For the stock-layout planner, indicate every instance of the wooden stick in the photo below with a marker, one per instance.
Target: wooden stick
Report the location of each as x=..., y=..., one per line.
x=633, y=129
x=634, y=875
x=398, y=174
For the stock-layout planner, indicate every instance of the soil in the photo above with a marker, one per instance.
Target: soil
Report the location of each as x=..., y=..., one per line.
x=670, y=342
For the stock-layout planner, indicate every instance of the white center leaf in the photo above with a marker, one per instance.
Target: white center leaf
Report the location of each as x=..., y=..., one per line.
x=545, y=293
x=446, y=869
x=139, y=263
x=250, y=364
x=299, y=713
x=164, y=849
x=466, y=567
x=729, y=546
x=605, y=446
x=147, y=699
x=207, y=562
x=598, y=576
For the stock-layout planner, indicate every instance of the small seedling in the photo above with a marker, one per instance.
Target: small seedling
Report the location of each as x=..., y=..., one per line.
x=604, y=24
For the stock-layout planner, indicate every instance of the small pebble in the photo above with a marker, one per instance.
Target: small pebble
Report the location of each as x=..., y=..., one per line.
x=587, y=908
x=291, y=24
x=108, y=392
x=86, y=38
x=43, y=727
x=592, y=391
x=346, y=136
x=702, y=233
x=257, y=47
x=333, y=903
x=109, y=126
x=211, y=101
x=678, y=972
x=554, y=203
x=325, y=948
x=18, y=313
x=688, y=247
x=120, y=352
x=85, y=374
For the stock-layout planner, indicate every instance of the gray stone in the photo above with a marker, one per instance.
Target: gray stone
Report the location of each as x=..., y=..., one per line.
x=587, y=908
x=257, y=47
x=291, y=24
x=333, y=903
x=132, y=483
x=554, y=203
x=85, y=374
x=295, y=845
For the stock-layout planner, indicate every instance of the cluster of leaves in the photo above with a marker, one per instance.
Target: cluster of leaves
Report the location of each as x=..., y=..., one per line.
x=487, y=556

[Instructions to follow]: Print the records once more, exactly as written.

[Expected answer]:
For the stock-layout planner, indicate every instance of the wooden stick in the photo below with a marker, one per instance.
Target: wooden stick
Report the location of each as x=..., y=..., one per line.
x=633, y=129
x=634, y=875
x=398, y=174
For the stock-layout planner, indicate every instance of the soil in the photo above with a marker, one per instance.
Target: soil
Report the location of each as x=..., y=..., one per line.
x=670, y=342
For the stock-layout planner, indicate every instance of the white center leaf in the photo above with a marker, one per instance.
Target: white center leaf
Report the location of each as x=..., y=..., one per line.
x=545, y=293
x=446, y=869
x=139, y=263
x=250, y=364
x=299, y=713
x=164, y=849
x=466, y=567
x=729, y=546
x=605, y=446
x=147, y=699
x=207, y=562
x=598, y=576
For the stock-layout planner, indicate every instance of the small seedling in the photo above with a marker, one per instance.
Target: small seedling
Report the location of each as x=..., y=..., one per line.
x=604, y=24
For the stock-layout planner, indicate every instance of the small pebble in the photo above with a marker, one per instance.
Target: small pebble
Report the location of each as x=..., y=..., one per line.
x=587, y=908
x=291, y=24
x=108, y=392
x=86, y=38
x=43, y=727
x=592, y=391
x=346, y=136
x=702, y=233
x=257, y=47
x=333, y=903
x=109, y=126
x=211, y=101
x=678, y=972
x=554, y=203
x=325, y=948
x=18, y=313
x=688, y=247
x=120, y=352
x=85, y=374
For the stock-layout planner, indicate every instance of the gray stone in the photo above with a marker, one per instance.
Target: gray stone
Report the location of each as x=..., y=..., one per line.
x=587, y=908
x=257, y=47
x=291, y=24
x=333, y=903
x=132, y=483
x=554, y=203
x=85, y=374
x=295, y=845
For the stock-layout planner, indicate every instance of the cluster of leaves in the photo above with a marker, one per instance.
Target: cluster of leaves
Report the location of each as x=..., y=..., one per line.
x=487, y=556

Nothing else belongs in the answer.